Natural language region descriptions
▶

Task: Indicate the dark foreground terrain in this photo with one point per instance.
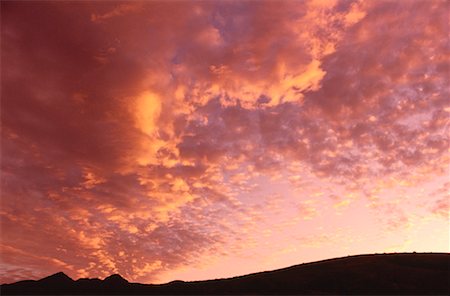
(393, 274)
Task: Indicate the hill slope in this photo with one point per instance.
(407, 274)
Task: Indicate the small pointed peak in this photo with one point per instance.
(115, 278)
(59, 276)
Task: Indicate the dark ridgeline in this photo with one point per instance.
(399, 274)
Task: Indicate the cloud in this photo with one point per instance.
(141, 138)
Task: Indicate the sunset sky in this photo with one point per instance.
(192, 140)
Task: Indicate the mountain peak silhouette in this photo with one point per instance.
(370, 274)
(58, 277)
(115, 279)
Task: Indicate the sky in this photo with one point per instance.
(192, 140)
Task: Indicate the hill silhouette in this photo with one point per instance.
(379, 274)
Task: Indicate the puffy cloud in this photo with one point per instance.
(141, 138)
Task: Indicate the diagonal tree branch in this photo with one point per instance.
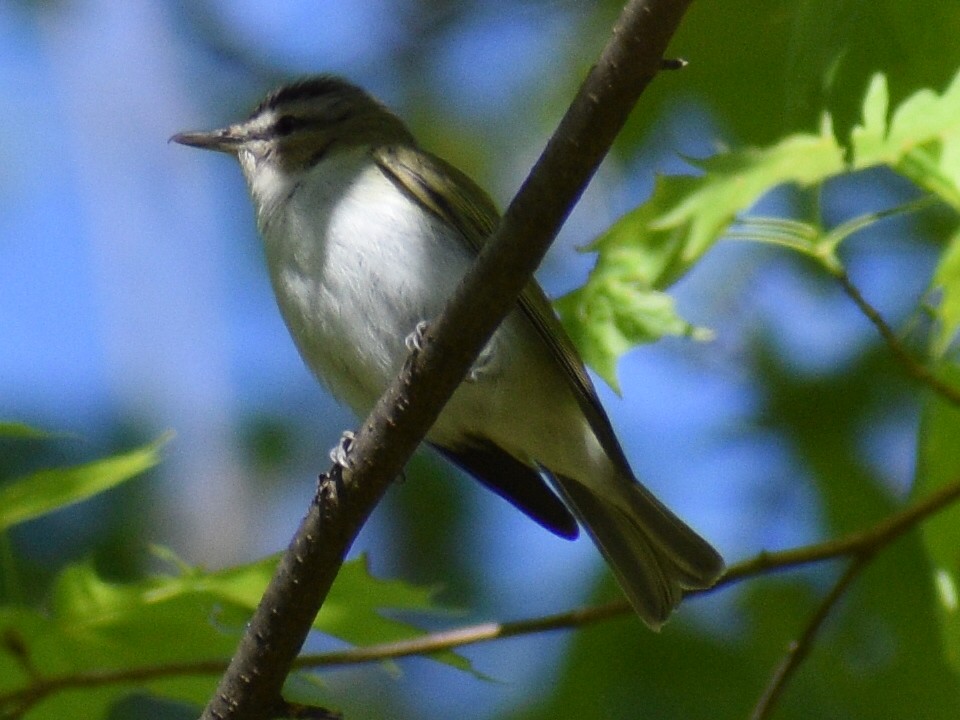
(250, 689)
(800, 648)
(863, 544)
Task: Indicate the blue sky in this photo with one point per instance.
(131, 284)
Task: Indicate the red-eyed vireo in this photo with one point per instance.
(366, 236)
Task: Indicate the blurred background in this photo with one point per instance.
(134, 299)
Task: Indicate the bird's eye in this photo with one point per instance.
(285, 125)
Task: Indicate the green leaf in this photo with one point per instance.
(48, 490)
(947, 279)
(190, 617)
(938, 464)
(622, 304)
(921, 141)
(22, 431)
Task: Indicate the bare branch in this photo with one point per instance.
(861, 545)
(250, 689)
(916, 369)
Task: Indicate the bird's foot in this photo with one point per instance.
(340, 453)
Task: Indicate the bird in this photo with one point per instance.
(366, 235)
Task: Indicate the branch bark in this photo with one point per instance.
(251, 687)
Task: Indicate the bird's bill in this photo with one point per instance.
(224, 140)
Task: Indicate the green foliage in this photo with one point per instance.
(938, 464)
(623, 304)
(171, 634)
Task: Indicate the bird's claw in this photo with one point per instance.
(340, 453)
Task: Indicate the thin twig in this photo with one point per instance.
(251, 687)
(800, 648)
(918, 370)
(859, 544)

◀

TASK PROMPT: Could you print all the entries exactly as they stand, with the pictures left out?

RESPONSE TO THE EXERCISE:
Task: Indicate the dark foreground terrain in this photo with one point per instance.
(393, 274)
Task: Indicate the hill slope in this photo with one point per instance.
(407, 274)
Task: Indicate the small pointed peak in this photo with one point per instance.
(115, 278)
(59, 276)
Task: Indicate the dark ridgeline in this photo with one point per instance.
(399, 274)
Task: Indicate the cloud in this photo with one point per instance.
(141, 138)
Task: Indicate the sunset sky in this photo with one point per instance.
(192, 140)
Task: Indicate the mountain peak silhouette in this photo with one point per instance.
(370, 274)
(58, 277)
(115, 279)
Task: Indicate the sky in this photo with one point per instance.
(192, 140)
Task: Indicate the hill silhouette in this photo with one point per instance.
(379, 274)
Task: Indicate the puffy cloud in this photo with one point per instance.
(141, 138)
Task: Indicate the diagonal tree branch in this photo with one point per instance.
(250, 689)
(800, 648)
(863, 544)
Task: Indicate the blue sky in this photo with one point per instance.
(131, 284)
Task: Indicate the red-eyed vireo in this photo with one point per instance.
(366, 236)
Task: Indicate the blurred background in this photo with one point per instance.
(134, 299)
Task: Indicate the bird's eye in this photo with one point per instance.
(285, 125)
Task: Indicate the green leaf in this photo with one point per instance.
(48, 490)
(947, 279)
(190, 617)
(938, 464)
(622, 304)
(921, 141)
(22, 431)
Task: Indicate the bare branch in this photo with one point per instance.
(861, 545)
(250, 689)
(916, 369)
Task: Indicate the bird's foot in this photo with one point per instance.
(340, 453)
Task: Indicate the bird in this photo with one point per instance.
(366, 235)
Task: Indicate the branch bark in this photo with one point per instance.
(251, 687)
Task: Indicate the bird's bill in this photo with one point per instance.
(224, 140)
Task: Indicate the green foliage in this photo with one point per instance.
(938, 464)
(623, 304)
(171, 634)
Task: Indicate the bird's claw in this photo with one point per instance.
(340, 453)
Task: Indicate the thin twig in this photo with one point per instance.
(251, 687)
(800, 648)
(918, 370)
(859, 544)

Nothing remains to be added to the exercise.